THE TASKS.
**a.** Answer these from the forum thread about using an iPhone as a webcam in OBS, one per line:
(i) How did the original poster connect the iPhone to the Mac?
(ii) Which website does Mano1979 recommend?
(iii) Which app does thomaslfessler say seems to work best?
**b.** Extend the forum thread about using an iPhone as a webcam in OBS, beginning after its last post.

# Iphone webcam in OBS



## puzzlepuzzle (Feb 9, 2021)

Sorry for my bad English, but I need help.

I used my Iphone camera as a webcam for live (on Twitch). I connected the iphone via USB to the Mac and then on OBS: 
1. I added device capture
2..I chose Iphone.
3. I transmitted well.

 While I transmitting for an hour, the time on my iPhone had changed! and it was connected to wi-fi with your wi-fi symbol, but in reality iPhone was in airplane mode. I'm worried, is it safe to stream with iphone without app but via OBS?

Thank you so much.


----------



## Mano1979 (Feb 9, 2021)

Have a look at http://obs.ninja It works much easyer. Nothing to install it just works. You have a little bit of latency though.


----------



## thomaslfessler (Feb 10, 2021)

puzzlepuzzle said:


> Sorry for my bad English, but I need help.
> 
> I used my Iphone camera as a webcam for live (on Twitch). I connected the iphone via USB to the Mac and then on OBS:
> 1. I added device capture
> ...



Yes.. You are OK.   You will probably have better success with just the iPhone without a paid camera app.  Full Screen Cam seems to work best for this approach.

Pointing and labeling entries
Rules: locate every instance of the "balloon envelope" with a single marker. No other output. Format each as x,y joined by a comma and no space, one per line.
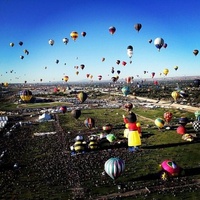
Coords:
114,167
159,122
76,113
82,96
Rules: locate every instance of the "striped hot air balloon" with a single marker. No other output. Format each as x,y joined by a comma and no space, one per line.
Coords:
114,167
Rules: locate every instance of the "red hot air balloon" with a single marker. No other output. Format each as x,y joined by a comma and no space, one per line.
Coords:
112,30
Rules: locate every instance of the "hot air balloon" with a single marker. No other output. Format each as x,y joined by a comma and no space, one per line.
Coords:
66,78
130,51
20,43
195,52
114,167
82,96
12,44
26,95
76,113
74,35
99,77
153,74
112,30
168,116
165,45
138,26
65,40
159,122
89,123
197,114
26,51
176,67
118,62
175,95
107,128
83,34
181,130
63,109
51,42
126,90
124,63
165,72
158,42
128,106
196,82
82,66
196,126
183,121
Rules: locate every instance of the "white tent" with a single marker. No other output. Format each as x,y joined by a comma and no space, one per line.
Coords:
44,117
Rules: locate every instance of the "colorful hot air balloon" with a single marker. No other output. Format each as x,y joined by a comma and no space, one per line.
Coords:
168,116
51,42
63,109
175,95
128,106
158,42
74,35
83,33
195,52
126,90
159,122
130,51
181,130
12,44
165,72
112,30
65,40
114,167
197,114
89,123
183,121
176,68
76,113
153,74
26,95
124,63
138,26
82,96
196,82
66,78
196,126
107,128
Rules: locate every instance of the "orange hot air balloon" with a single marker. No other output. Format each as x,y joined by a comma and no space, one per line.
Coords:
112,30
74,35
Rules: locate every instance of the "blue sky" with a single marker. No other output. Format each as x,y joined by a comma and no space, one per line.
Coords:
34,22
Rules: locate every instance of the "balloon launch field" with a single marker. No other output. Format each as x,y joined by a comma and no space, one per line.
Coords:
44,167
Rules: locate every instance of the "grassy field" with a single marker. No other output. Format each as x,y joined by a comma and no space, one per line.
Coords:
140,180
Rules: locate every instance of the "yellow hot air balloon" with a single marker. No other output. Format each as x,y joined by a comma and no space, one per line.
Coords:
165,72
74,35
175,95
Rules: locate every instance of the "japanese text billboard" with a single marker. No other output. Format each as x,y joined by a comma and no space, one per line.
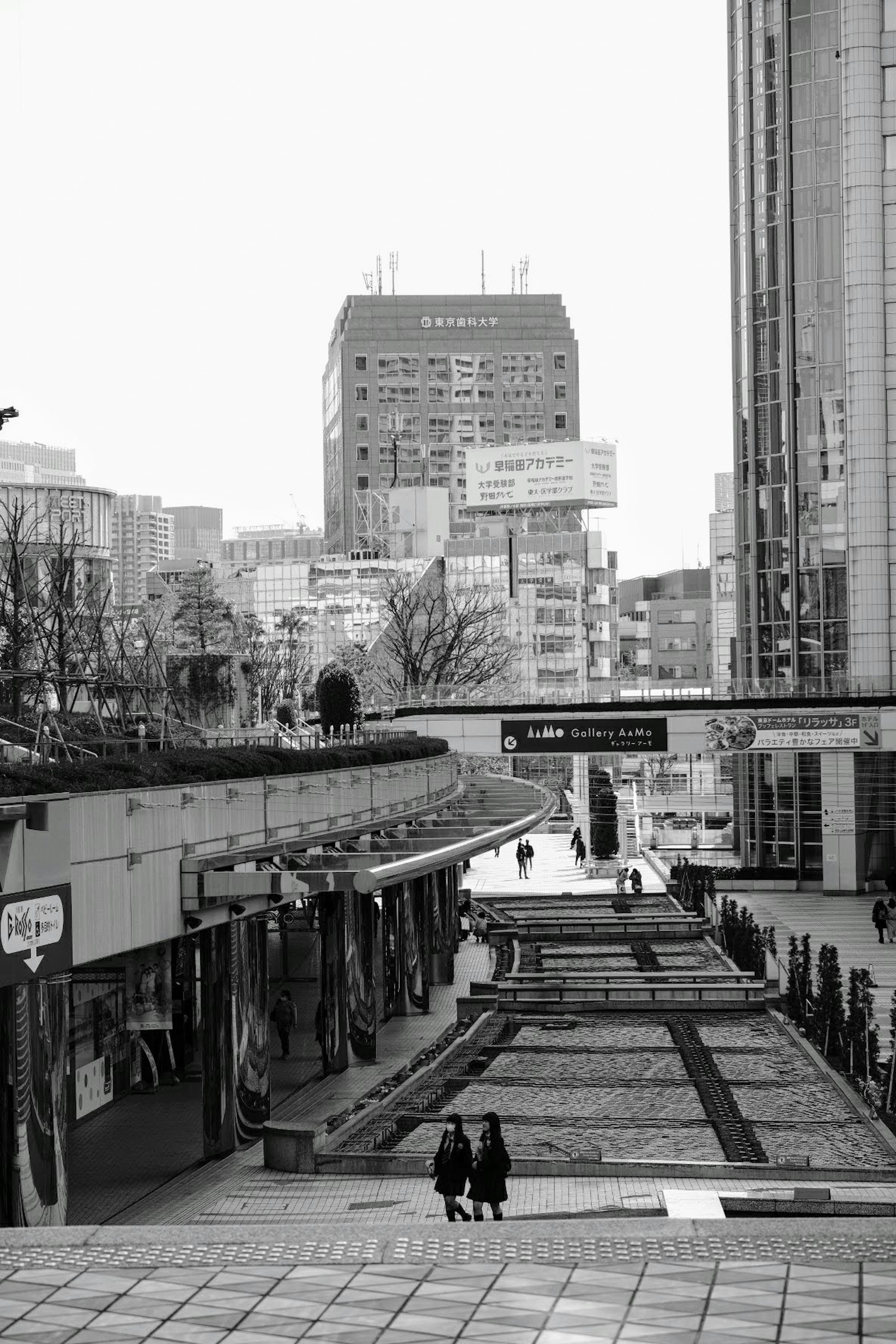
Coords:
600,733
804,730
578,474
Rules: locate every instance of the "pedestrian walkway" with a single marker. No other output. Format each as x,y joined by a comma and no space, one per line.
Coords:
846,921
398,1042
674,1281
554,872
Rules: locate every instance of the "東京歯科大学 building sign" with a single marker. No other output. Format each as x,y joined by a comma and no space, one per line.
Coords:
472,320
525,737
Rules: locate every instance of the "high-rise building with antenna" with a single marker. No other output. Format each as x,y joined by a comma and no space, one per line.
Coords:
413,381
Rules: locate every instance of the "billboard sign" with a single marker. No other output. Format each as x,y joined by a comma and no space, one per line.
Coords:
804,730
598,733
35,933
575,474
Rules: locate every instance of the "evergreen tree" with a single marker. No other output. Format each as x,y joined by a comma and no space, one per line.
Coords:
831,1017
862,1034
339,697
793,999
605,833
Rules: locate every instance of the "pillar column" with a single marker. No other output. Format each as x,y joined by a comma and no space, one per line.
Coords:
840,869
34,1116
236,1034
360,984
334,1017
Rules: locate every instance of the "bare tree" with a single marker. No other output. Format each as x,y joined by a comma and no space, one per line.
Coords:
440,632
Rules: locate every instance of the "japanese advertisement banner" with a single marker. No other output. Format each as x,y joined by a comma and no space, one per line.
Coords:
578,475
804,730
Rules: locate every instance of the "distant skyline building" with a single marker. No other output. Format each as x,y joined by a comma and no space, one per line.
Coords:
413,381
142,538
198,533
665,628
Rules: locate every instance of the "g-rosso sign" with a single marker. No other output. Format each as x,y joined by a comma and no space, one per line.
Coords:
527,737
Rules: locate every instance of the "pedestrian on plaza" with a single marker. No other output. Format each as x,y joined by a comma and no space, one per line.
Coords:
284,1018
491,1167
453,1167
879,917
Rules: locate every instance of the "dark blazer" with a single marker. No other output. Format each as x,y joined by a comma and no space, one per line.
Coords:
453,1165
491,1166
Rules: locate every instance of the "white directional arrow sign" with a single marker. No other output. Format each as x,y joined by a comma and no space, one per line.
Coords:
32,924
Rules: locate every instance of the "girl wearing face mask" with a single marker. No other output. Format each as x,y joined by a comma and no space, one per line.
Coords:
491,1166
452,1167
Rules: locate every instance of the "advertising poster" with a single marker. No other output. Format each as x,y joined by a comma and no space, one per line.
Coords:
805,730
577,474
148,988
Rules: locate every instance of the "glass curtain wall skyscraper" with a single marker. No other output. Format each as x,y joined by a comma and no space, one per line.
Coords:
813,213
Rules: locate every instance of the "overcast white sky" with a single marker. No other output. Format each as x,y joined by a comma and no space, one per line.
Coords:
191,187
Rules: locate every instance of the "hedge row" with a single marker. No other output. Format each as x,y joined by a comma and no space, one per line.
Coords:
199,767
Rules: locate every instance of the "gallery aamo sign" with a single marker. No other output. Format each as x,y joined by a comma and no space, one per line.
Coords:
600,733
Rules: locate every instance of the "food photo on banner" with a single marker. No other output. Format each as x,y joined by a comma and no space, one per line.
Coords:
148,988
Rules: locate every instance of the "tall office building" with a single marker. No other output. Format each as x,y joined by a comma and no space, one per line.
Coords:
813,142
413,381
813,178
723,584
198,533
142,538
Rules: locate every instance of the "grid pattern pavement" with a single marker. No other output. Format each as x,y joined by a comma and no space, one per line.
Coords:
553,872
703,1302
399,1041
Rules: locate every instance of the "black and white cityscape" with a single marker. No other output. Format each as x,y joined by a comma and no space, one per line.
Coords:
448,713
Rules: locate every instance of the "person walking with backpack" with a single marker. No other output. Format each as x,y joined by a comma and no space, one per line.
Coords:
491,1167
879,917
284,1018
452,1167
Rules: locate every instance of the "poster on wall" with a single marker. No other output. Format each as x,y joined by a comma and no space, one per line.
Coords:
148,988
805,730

SOLVED PROBLEMS.
**a.**
(i) Via USB.
(ii) http://obs.ninja
(iii) Full Screen Cam.

**b.**
----------



## puzzlepuzzle (Feb 10, 2021)

Mano1979 said:


> Have a look at http://obs.ninja It works much easyer. Nothing to install it just works. You have a little bit of latency though.


Thanks! it's good idea!


----------



## puzzlepuzzle (Feb 11, 2021)

thomaslfessler said:


> Yes.. You are OK.   You will probably have better success with just the iPhone without a paid camera app.  Full Screen Cam seems to work best for this approach.


Ok It's safe! Thank you so much!!!


----------



## thewitt (Feb 11, 2021)

I've use the iPhone as camera with most of the app options and prefer the OBS Phone app from Loft Labs in the app store to all of the other options. It's very stable and not that expensive.

Good luck.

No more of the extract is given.